What is needed:
Quote every line of the listing below word for word.

Provided material:
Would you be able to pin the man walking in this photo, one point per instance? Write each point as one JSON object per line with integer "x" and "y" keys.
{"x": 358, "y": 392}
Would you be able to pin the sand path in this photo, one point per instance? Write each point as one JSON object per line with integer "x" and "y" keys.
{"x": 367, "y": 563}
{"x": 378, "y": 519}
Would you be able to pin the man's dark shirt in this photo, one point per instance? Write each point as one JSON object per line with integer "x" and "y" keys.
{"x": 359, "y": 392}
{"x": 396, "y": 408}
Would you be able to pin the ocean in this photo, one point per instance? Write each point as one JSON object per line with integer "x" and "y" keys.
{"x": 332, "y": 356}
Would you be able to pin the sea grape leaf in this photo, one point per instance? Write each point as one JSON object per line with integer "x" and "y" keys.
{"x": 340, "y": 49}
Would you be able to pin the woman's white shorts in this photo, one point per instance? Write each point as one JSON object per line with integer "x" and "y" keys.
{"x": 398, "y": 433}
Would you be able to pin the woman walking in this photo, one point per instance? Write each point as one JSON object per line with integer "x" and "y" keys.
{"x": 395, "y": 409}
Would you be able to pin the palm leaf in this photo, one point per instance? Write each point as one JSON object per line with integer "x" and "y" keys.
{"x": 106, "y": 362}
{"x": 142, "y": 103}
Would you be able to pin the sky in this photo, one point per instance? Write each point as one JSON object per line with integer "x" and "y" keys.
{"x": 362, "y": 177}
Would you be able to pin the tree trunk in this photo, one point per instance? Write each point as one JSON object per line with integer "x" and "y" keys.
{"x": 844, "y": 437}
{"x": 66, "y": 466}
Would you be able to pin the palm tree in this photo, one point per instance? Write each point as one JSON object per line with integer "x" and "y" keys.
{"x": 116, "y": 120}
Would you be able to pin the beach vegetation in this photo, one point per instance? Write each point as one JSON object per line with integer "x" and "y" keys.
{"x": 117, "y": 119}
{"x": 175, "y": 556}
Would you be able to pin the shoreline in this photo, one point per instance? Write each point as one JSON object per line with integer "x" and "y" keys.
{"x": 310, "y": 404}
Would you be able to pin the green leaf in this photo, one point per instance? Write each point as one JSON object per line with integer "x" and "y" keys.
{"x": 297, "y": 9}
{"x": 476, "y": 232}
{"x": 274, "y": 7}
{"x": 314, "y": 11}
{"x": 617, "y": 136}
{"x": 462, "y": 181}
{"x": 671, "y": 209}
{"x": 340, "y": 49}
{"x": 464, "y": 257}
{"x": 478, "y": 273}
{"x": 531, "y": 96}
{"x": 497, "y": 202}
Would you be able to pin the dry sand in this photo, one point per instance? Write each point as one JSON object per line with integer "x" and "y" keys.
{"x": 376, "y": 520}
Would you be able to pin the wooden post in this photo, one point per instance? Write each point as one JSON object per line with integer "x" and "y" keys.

Written answer:
Would you be able to pin the man walking in this photo, one point per instance? Write each point as one JSON object per line with integer "x" and "y" keys.
{"x": 358, "y": 392}
Would you be able to pin the sand path in this photo, one point per instance? Write each point as one JSON object per line with integer "x" and "y" keys.
{"x": 367, "y": 563}
{"x": 378, "y": 519}
Would you be able to pin the man's dark shirt in this photo, one point per instance? Write each point as one JSON object per line with integer "x" and "y" keys.
{"x": 359, "y": 392}
{"x": 396, "y": 408}
Would you be able to pin the ocean in this photo, one point per instance? Write each point as one JSON object per line with integer "x" and "y" keys.
{"x": 332, "y": 356}
Would you be able to pin the sea grape leaf in this photo, one point per instance? Write each point as one JSON object per line with integer "x" and "y" keys.
{"x": 340, "y": 49}
Would you be able to pin the woman's white shorts in this photo, one point per instance? Write each point as one JSON object per line with integer "x" and "y" keys.
{"x": 398, "y": 433}
Would you be able to pin the woman walking in this photo, one point per instance? Write each point as one JSON object per line with integer "x" and "y" keys.
{"x": 395, "y": 409}
Would you be able to pin the palm leaf in this photo, one point per instance? Write each point as one JSON object per line with integer "x" and "y" keys.
{"x": 106, "y": 362}
{"x": 142, "y": 103}
Would you be able to pin the sky in this photo, one point per instance? Write each point as one JSON object per line with integer "x" and "y" keys.
{"x": 362, "y": 177}
Would you be able to pin the tree trunk in this photo, one point per instance? Write each point as one JSON object per line with integer "x" and "y" keys.
{"x": 844, "y": 437}
{"x": 66, "y": 466}
Would you be able to pin the palm tree in this photo, one point per instance? Write each point as one JSON object per line with integer "x" and "y" keys.
{"x": 116, "y": 120}
Would you be able to pin the beach vegetation in this photo, one point per instance? Write each point as one JSON object per line with integer "x" and "y" keys.
{"x": 117, "y": 119}
{"x": 175, "y": 556}
Would you be able to pin the shoreline in this photo, one point per instance? Write each point as one JSON object per line with integer "x" and "y" keys.
{"x": 310, "y": 404}
Would you be able to pin the green leaf in this photo, one point per instance? Write each point as one JSON object per line with integer "x" and "y" keys.
{"x": 297, "y": 9}
{"x": 476, "y": 232}
{"x": 274, "y": 7}
{"x": 314, "y": 11}
{"x": 617, "y": 136}
{"x": 462, "y": 181}
{"x": 671, "y": 209}
{"x": 340, "y": 49}
{"x": 464, "y": 257}
{"x": 478, "y": 273}
{"x": 531, "y": 96}
{"x": 497, "y": 202}
Would you be able to pin the dry sand in this photo, one point per instance? Write each point as one JSON object per line with integer "x" and "y" keys.
{"x": 376, "y": 520}
Would you be able to pin the wooden post in this photo, one point per instance? Write each point as one JSON object per line with integer "x" and "y" keys.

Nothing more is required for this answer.